=== O que fazer ===
1/ No texto sobre Armani, quantas lojas e outros pontos de venda tem a empresa, e em quantos países?
2/ Enumere todas as marcas que, no texto sobre Armani, pertencem à LVMH ou são controladas pela Kering.

=== Texto apresentado ===
====

Ele tem trabalhado tanto, desde há tanto tempo, que não sabe realmente como fazer outra coisa, admite. "A minha vida está realmente ligada ao meu trabalho. Os meus amigos estão ligados ao meu trabalho. Não tenho grande vida fora do trabalho." Não fica triste por isso; Ele gosta. Usa mesmo a moda como terapia. "Quando tenho uma crise, compro sapatos." Mesmo com os preços que cobra, fica mais barato do que a terapia. A verdade é que, ser o patrão é mais importante para ele do que qualquer outra coisa. "A minha empresa é o meu império. Ninguém pode tomar o meu lugar."
Soa a narcisismo, mas tem razão
Nos últimos 20 anos, a maioria dos seus concorrentes venderam-se aos dois conglomerados franceses de produtos de luxo: à LVMH, que possui a Fendi, a Pucci e a Bulgari; e à Kering, que controla a Gucci, a Bottega Veneta e a Brioni. No entanto, ele mantém-se sozinho - o fundador, diretor executivo, estilista e único acionista de uma marca que os analistas dizem valer mais de 3 mil milhões. As 2.500 lojas e outros pontos de venda em 60 países que a sua empresa possui geram vendas superiores a 2 mil milhões por ano e 401 milhões de lucros antes dos impostos. Como é que ele fez isso? A única realização de Armani é a de retirar o medo da moda e democratizá-la. Na década de 1970, ele tornou-se no primeiro estilista a arrancar - literalmente - o enchimento da alfaiataria, introduzindo roupas mais soltas, mas mesmo assim elegantes. Ele faz vestidos compridos e calças soltos e leves mas elegantes e casacos de fazenda em cores seguras, geralmente azul-marinho, "greige" (bege acinzentado), areia e cinza claro. O seu estilo "elegante mas não muito formal, moderno mas não demasiado" criou um guarda-roupa de trabalho para uma geração de mulheres. O responsável pelos fatos calça e casaco é ele. Também fez com que os homens se sentissem à vontade com a ideia de comprar e usar moda pela primeira vez - e não apenas David Beckham. Os advogados também vestem Armani.

====

=== Dados fornecidos ===
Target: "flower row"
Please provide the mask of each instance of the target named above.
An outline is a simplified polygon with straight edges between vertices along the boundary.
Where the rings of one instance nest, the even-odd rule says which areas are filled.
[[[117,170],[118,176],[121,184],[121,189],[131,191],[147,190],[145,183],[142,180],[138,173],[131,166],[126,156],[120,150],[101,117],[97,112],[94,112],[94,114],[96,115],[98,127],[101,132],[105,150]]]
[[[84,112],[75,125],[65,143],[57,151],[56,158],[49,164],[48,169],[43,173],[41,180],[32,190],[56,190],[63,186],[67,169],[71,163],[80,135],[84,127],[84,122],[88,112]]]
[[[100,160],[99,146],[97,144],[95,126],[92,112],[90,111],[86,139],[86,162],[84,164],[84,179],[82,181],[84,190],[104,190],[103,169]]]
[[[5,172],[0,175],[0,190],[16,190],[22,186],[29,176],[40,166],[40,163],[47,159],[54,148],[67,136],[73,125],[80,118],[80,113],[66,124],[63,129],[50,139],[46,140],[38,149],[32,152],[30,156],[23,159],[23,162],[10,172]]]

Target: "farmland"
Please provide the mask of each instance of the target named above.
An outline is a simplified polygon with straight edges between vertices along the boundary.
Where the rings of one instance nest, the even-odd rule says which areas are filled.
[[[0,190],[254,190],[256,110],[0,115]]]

====

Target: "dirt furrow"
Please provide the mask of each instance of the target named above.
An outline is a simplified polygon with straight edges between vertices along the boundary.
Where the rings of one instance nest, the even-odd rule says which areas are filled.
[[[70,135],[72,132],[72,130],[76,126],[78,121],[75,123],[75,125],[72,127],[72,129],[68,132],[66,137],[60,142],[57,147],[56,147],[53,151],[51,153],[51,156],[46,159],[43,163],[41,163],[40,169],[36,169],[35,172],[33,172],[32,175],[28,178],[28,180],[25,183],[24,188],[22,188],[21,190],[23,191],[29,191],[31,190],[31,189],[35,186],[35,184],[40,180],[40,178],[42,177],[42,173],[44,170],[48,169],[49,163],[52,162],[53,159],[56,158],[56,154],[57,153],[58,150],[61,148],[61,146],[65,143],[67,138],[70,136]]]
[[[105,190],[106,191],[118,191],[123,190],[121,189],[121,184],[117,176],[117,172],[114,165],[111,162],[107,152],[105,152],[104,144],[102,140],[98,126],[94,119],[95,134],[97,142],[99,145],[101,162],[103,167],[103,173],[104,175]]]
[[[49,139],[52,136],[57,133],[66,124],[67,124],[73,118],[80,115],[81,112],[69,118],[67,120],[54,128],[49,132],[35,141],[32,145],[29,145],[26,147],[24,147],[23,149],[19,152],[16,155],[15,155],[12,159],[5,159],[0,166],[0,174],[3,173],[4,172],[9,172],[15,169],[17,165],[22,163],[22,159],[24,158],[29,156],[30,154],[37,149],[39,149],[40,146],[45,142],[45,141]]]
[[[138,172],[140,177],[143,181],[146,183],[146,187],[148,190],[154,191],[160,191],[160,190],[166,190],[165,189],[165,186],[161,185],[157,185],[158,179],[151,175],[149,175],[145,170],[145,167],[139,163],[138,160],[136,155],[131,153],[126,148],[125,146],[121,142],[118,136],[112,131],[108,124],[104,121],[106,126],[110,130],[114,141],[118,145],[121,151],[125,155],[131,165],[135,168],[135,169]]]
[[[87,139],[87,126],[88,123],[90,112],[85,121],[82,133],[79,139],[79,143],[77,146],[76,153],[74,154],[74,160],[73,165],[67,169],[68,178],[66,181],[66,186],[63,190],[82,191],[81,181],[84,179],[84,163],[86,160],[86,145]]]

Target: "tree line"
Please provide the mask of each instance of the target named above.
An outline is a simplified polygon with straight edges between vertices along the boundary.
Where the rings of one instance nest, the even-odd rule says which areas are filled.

====

=== Respostas por tarefa ===
1/ Tem 2.500 lojas e outros pontos de venda em 60 países.

2/
LVMH: Fendi, Pucci, Bulgari
Kering: Gucci, Bottega Veneta, Brioni